(Segmentation mask data)
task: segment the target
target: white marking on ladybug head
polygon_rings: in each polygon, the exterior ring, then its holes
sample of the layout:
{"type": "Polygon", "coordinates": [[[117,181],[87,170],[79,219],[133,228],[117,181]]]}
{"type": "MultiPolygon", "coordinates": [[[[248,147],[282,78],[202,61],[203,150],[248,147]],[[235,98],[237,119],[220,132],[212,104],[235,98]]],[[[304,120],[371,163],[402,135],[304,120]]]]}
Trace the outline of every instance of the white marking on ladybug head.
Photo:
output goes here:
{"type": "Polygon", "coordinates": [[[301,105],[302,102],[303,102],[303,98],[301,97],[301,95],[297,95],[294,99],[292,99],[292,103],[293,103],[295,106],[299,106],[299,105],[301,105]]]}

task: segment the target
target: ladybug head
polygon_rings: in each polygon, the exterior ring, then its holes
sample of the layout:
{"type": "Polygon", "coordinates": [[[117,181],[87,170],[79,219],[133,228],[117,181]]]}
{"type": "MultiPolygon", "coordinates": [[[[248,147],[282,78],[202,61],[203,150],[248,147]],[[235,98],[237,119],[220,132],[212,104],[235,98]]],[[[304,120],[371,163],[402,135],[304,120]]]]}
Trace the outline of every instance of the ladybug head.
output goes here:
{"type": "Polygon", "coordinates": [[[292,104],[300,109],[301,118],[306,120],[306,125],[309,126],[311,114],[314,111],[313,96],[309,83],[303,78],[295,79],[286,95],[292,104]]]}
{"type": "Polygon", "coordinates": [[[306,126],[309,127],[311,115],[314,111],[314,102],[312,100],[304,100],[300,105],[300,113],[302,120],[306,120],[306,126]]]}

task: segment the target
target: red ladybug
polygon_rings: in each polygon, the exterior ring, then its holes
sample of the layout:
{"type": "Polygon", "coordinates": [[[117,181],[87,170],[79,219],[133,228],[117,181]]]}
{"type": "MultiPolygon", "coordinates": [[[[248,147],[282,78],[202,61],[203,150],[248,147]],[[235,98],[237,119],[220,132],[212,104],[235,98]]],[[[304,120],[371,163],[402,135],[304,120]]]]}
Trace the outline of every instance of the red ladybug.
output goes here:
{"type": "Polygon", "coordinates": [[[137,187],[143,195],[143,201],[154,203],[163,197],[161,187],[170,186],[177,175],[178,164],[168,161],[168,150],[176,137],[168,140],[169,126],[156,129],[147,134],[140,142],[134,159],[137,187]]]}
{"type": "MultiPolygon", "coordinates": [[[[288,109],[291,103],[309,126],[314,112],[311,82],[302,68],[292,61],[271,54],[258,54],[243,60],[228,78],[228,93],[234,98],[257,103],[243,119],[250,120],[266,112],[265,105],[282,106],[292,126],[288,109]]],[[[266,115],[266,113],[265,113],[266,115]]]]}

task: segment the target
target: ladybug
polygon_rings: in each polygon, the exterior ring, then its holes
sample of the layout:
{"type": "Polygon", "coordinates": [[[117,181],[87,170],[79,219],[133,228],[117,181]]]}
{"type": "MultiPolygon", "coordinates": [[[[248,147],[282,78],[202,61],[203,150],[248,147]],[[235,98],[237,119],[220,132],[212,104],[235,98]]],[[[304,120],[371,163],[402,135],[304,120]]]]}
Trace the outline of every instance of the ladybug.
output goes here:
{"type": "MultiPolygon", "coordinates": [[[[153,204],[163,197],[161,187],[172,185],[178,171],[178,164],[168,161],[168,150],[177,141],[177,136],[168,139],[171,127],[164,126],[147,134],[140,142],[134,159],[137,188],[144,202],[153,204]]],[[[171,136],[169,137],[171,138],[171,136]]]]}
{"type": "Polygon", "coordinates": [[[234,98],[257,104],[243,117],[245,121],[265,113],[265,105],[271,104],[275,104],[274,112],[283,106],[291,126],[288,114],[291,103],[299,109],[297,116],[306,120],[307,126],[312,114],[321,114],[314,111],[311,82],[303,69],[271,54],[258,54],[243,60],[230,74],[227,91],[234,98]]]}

Problem description ▸ All of the records above are to be returned exactly as they stand.

Solution for this task ▸
task: segment the target
target: white marking on ladybug head
polygon_rings: in each polygon, the exterior ring, then its holes
sample of the layout:
{"type": "Polygon", "coordinates": [[[117,181],[87,170],[79,219],[133,228],[117,181]]]}
{"type": "MultiPolygon", "coordinates": [[[[248,147],[282,78],[202,61],[203,150],[248,147]],[[235,98],[237,119],[220,132],[212,104],[235,98]]],[[[304,120],[371,163],[402,135],[304,120]]]]}
Trace the outline of every instance of the white marking on ladybug head.
Photo:
output goes here:
{"type": "Polygon", "coordinates": [[[301,105],[302,102],[303,102],[303,98],[301,97],[301,95],[297,95],[294,99],[292,99],[292,103],[293,103],[295,106],[299,106],[299,105],[301,105]]]}

task: segment the target
target: ladybug head
polygon_rings: in each polygon, the exterior ring, then its holes
sample of the layout:
{"type": "Polygon", "coordinates": [[[117,181],[87,170],[79,219],[133,228],[117,181]]]}
{"type": "MultiPolygon", "coordinates": [[[[248,147],[282,78],[202,61],[203,150],[248,147]],[[235,98],[237,119],[220,132],[212,104],[235,98]]],[[[304,120],[371,163],[402,135],[304,120]]]]}
Trace the outline of every instance of the ladybug head.
output goes here:
{"type": "Polygon", "coordinates": [[[292,104],[300,109],[301,118],[306,120],[306,125],[309,126],[311,114],[314,111],[313,96],[309,83],[303,78],[295,79],[286,95],[292,104]]]}
{"type": "Polygon", "coordinates": [[[306,126],[309,127],[311,115],[314,111],[314,102],[312,100],[304,100],[300,105],[300,113],[302,120],[306,120],[306,126]]]}

task: segment the target
target: red ladybug
polygon_rings: in each polygon, the exterior ring, then its holes
sample of the layout:
{"type": "Polygon", "coordinates": [[[117,181],[87,170],[79,219],[133,228],[117,181]]]}
{"type": "MultiPolygon", "coordinates": [[[[248,147],[282,78],[202,61],[203,150],[248,147]],[[235,98],[237,119],[220,132],[212,104],[235,98]]],[[[304,120],[371,163],[402,135],[304,120]]]]}
Trace the outline of every instance of the red ladybug.
output goes here:
{"type": "Polygon", "coordinates": [[[137,187],[143,195],[143,201],[154,203],[163,197],[161,187],[170,186],[177,175],[178,164],[168,161],[168,150],[176,137],[168,140],[169,126],[156,129],[147,134],[140,142],[134,159],[137,187]]]}
{"type": "MultiPolygon", "coordinates": [[[[288,109],[291,103],[309,126],[314,112],[311,82],[302,68],[292,61],[271,54],[258,54],[243,60],[228,78],[228,93],[234,98],[257,103],[243,119],[250,120],[266,112],[265,105],[282,106],[292,126],[288,109]]],[[[266,115],[266,113],[265,113],[266,115]]]]}

task: segment the target
target: ladybug
polygon_rings: in each polygon, the exterior ring, then its holes
sample of the layout:
{"type": "Polygon", "coordinates": [[[117,181],[87,170],[79,219],[133,228],[117,181]]]}
{"type": "MultiPolygon", "coordinates": [[[[248,147],[282,78],[202,61],[203,150],[248,147]],[[235,98],[237,119],[220,132],[212,104],[235,98]]],[[[304,120],[371,163],[402,135],[304,120]]]]}
Trace the outline of every instance of the ladybug.
output goes here:
{"type": "MultiPolygon", "coordinates": [[[[153,204],[163,197],[161,187],[172,185],[178,171],[178,164],[168,161],[168,150],[177,141],[177,136],[168,139],[171,127],[164,126],[147,134],[140,142],[134,159],[137,188],[144,202],[153,204]]],[[[171,136],[169,137],[171,138],[171,136]]]]}
{"type": "Polygon", "coordinates": [[[234,98],[257,104],[243,117],[245,121],[265,113],[265,105],[271,104],[275,104],[274,112],[283,106],[291,126],[288,114],[291,103],[299,109],[297,116],[306,120],[307,126],[312,114],[321,114],[314,111],[311,82],[303,69],[271,54],[258,54],[243,60],[230,74],[227,91],[234,98]]]}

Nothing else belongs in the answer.